──────── Source material ────────

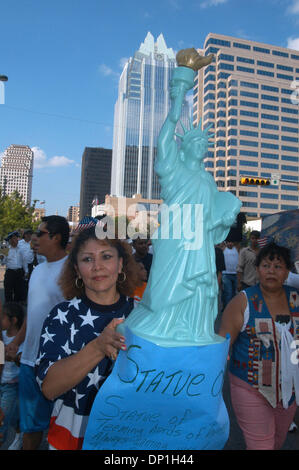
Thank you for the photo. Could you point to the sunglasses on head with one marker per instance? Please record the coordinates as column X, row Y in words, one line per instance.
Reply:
column 40, row 233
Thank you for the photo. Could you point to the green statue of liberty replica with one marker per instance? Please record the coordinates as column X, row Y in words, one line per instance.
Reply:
column 180, row 303
column 165, row 390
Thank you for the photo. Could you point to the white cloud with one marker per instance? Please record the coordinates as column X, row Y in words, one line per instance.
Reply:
column 212, row 3
column 108, row 71
column 174, row 4
column 42, row 161
column 293, row 43
column 123, row 61
column 294, row 7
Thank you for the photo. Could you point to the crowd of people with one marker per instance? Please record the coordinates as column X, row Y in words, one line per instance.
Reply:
column 65, row 294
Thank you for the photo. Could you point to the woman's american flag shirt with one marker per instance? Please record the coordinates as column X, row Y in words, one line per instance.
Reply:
column 66, row 330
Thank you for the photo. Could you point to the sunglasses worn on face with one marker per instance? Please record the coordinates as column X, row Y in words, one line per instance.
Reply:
column 40, row 233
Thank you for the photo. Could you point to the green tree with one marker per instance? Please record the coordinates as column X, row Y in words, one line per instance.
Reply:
column 15, row 214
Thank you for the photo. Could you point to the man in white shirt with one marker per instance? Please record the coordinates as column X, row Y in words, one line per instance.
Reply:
column 16, row 269
column 229, row 276
column 43, row 294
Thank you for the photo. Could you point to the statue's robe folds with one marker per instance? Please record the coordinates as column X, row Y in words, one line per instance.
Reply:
column 180, row 301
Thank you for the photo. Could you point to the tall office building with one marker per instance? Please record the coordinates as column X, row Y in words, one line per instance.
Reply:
column 95, row 177
column 246, row 94
column 141, row 108
column 73, row 213
column 17, row 171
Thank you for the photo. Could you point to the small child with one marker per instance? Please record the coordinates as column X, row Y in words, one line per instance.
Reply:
column 12, row 319
column 140, row 288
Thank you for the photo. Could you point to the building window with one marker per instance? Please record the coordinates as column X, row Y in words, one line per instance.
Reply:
column 269, row 136
column 269, row 196
column 251, row 104
column 290, row 139
column 249, row 133
column 290, row 129
column 289, row 168
column 226, row 57
column 217, row 42
column 284, row 77
column 241, row 46
column 289, row 158
column 287, row 207
column 245, row 69
column 270, row 155
column 261, row 49
column 265, row 72
column 248, row 153
column 248, row 123
column 270, row 126
column 289, row 149
column 289, row 187
column 271, row 166
column 265, row 205
column 246, row 60
column 284, row 67
column 249, row 84
column 249, row 94
column 243, row 112
column 289, row 110
column 248, row 163
column 279, row 53
column 289, row 197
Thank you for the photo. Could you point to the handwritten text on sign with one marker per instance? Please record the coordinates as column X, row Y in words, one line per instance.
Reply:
column 147, row 403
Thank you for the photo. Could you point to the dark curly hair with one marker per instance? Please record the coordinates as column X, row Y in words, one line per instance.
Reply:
column 67, row 280
column 271, row 251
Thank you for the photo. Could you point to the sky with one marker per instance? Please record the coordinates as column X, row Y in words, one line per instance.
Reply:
column 63, row 59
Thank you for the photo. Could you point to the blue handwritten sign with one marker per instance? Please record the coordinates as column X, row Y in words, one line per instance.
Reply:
column 159, row 398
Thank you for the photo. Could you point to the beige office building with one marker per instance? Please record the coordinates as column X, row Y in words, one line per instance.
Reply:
column 248, row 95
column 17, row 171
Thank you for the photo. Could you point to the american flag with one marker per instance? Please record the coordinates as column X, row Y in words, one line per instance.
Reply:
column 68, row 328
column 95, row 201
column 85, row 223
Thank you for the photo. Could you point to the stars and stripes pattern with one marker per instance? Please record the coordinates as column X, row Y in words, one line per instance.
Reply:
column 68, row 328
column 263, row 241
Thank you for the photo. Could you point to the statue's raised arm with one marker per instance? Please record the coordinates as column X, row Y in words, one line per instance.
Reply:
column 189, row 61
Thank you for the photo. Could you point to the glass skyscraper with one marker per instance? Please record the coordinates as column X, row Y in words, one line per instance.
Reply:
column 141, row 108
column 17, row 171
column 246, row 94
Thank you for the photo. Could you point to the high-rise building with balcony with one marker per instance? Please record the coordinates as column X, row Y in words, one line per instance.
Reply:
column 246, row 95
column 17, row 171
column 141, row 108
column 95, row 177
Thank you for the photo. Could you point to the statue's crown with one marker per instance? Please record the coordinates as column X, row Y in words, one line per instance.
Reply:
column 195, row 133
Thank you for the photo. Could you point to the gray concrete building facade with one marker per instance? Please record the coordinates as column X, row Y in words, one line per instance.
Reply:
column 95, row 177
column 246, row 95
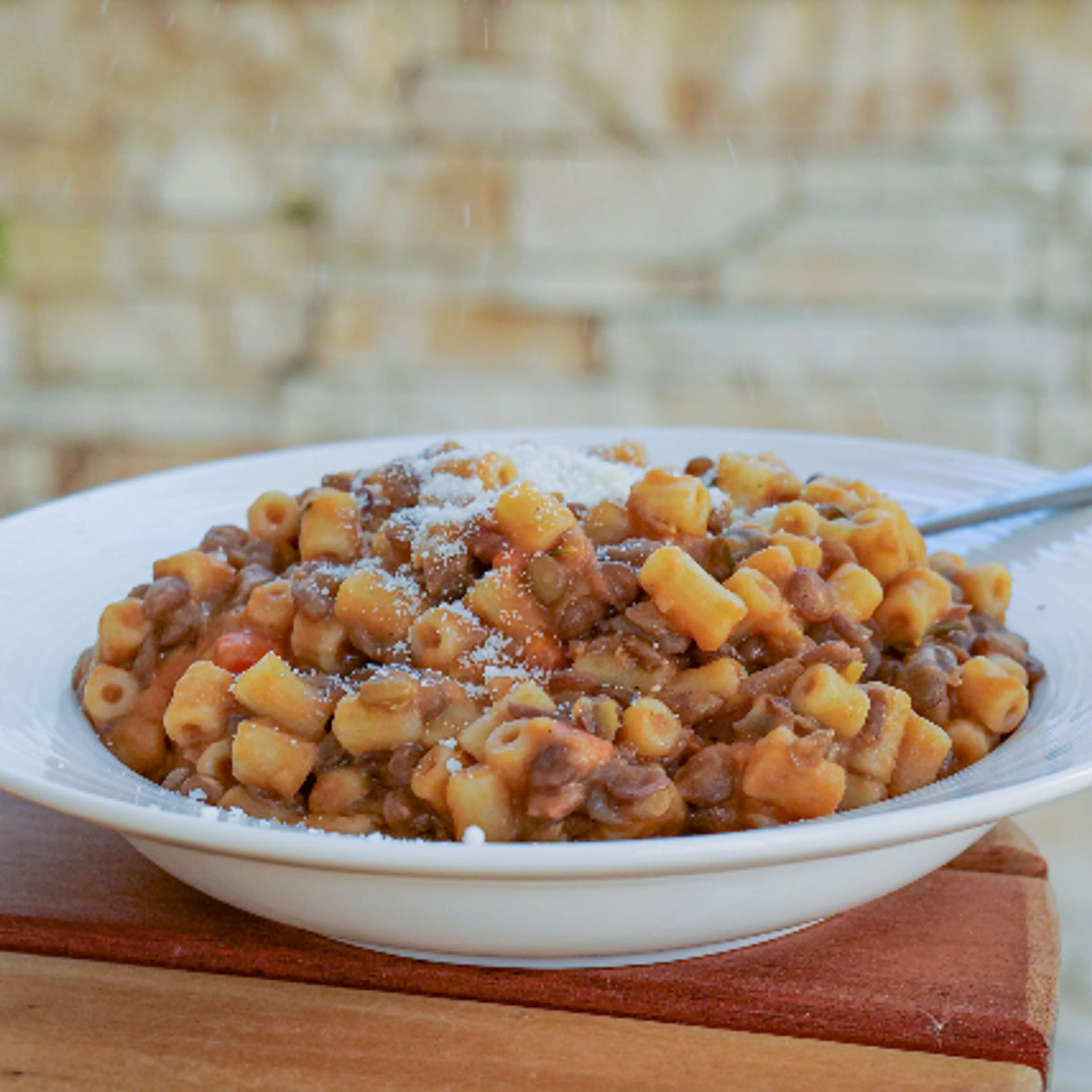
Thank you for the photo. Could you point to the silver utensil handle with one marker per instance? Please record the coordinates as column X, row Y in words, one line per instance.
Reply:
column 1071, row 490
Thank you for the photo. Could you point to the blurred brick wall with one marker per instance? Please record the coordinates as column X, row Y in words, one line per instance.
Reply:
column 228, row 226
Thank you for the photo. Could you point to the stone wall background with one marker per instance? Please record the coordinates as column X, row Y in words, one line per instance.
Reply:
column 231, row 226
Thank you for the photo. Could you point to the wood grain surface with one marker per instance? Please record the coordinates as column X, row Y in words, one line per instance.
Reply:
column 111, row 1028
column 962, row 963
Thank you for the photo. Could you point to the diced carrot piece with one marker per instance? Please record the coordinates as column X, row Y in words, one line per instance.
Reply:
column 239, row 652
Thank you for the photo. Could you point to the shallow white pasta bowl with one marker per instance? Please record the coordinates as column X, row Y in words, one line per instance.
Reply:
column 574, row 905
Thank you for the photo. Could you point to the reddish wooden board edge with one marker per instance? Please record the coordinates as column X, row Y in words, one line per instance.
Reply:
column 229, row 942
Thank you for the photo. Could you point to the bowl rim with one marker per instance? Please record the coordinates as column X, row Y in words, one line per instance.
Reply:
column 212, row 832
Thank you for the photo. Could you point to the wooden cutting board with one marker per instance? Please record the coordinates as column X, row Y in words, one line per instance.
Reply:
column 960, row 966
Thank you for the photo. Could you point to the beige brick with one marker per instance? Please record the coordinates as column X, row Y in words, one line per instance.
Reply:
column 148, row 341
column 902, row 181
column 385, row 334
column 87, row 467
column 64, row 179
column 74, row 257
column 495, row 102
column 625, row 206
column 931, row 262
column 279, row 68
column 379, row 406
column 1064, row 432
column 785, row 351
column 268, row 334
column 208, row 178
column 870, row 70
column 13, row 338
column 163, row 416
column 1067, row 274
column 977, row 421
column 420, row 202
column 29, row 474
column 276, row 258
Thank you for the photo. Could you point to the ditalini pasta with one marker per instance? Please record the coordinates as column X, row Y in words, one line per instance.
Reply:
column 539, row 645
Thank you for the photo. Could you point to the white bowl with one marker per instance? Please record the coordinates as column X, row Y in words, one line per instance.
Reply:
column 572, row 905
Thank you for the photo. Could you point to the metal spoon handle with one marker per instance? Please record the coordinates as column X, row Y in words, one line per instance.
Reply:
column 1071, row 490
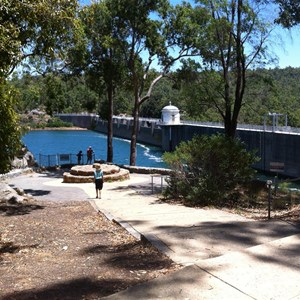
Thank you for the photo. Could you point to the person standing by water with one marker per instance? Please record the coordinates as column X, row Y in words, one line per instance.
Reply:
column 98, row 175
column 89, row 154
column 79, row 157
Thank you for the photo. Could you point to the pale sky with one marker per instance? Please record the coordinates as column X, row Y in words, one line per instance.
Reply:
column 286, row 44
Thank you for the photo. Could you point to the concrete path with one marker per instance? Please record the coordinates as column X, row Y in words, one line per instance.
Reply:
column 224, row 256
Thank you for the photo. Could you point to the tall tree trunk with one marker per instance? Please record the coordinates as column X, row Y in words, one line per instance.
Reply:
column 134, row 133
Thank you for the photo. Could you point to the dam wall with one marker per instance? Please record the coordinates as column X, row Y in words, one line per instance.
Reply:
column 278, row 150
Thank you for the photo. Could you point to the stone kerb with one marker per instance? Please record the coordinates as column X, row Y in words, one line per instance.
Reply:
column 85, row 173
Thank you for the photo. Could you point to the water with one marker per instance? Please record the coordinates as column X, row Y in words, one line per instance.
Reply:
column 48, row 142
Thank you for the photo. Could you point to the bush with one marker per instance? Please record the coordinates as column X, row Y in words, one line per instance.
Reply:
column 208, row 170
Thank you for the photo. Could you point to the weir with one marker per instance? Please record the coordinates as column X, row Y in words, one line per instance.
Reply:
column 274, row 145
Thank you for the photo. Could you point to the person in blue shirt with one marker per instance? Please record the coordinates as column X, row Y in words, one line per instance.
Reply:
column 98, row 175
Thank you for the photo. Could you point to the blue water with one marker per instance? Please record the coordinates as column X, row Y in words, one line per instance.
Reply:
column 48, row 142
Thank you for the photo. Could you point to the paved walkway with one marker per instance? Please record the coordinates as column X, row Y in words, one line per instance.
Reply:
column 224, row 256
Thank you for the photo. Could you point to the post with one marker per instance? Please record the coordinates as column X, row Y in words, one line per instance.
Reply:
column 269, row 185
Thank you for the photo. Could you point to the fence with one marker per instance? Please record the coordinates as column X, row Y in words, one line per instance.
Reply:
column 52, row 160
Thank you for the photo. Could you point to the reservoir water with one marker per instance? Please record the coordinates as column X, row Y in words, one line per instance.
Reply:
column 51, row 142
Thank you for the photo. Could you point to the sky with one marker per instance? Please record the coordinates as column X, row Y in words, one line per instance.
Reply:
column 285, row 44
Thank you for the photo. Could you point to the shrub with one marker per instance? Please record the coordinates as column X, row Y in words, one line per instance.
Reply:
column 208, row 170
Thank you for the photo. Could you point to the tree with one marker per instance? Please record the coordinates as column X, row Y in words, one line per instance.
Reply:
column 28, row 28
column 235, row 41
column 104, row 61
column 10, row 131
column 289, row 13
column 151, row 32
column 208, row 169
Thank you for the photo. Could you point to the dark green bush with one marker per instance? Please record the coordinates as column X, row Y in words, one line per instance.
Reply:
column 208, row 170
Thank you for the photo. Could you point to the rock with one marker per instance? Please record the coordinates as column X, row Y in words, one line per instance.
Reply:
column 85, row 174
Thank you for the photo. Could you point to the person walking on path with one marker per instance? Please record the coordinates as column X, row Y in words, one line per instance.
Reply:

────────

◆ Objective: Rewrite the entries from the line with "the wood grain" to the line with "column 960, row 966", switching "carrot" to "potato" and leaving everything else the same.

◆ Result of this task:
Thank you for the photo. Could you point to the wood grain surface with one marker per instance? Please record the coordinates as column X, row Y in words, one line per instance.
Reply:
column 111, row 1028
column 962, row 963
Thank you for the photo. Could you point to the diced potato piece with one marker per instance? Please record the coordinates as column X, row Y in words, one line per instance.
Reply:
column 239, row 652
Thank you for the photo. Could you point to the shallow white pasta bowl with one marker per instance? Please record the coordinates as column X, row Y in words, one line per instance.
Reply:
column 574, row 905
Thank you for the photo. Could you point to the reddish wooden board edge with one marker per instance? Please record the coordinates as column X, row Y in words, one line per instance.
Reply:
column 229, row 942
Thank you for the photo. Could you point to the bowl rim with one marker per instance? Please record the coordinates as column X, row Y in words, one line per instance.
Reply:
column 212, row 832
Thank you for the photo. Could you point to the wooden cutting board with one marker per instance? Please record the coordinates as column X, row Y in words, one line per instance.
Reply:
column 960, row 966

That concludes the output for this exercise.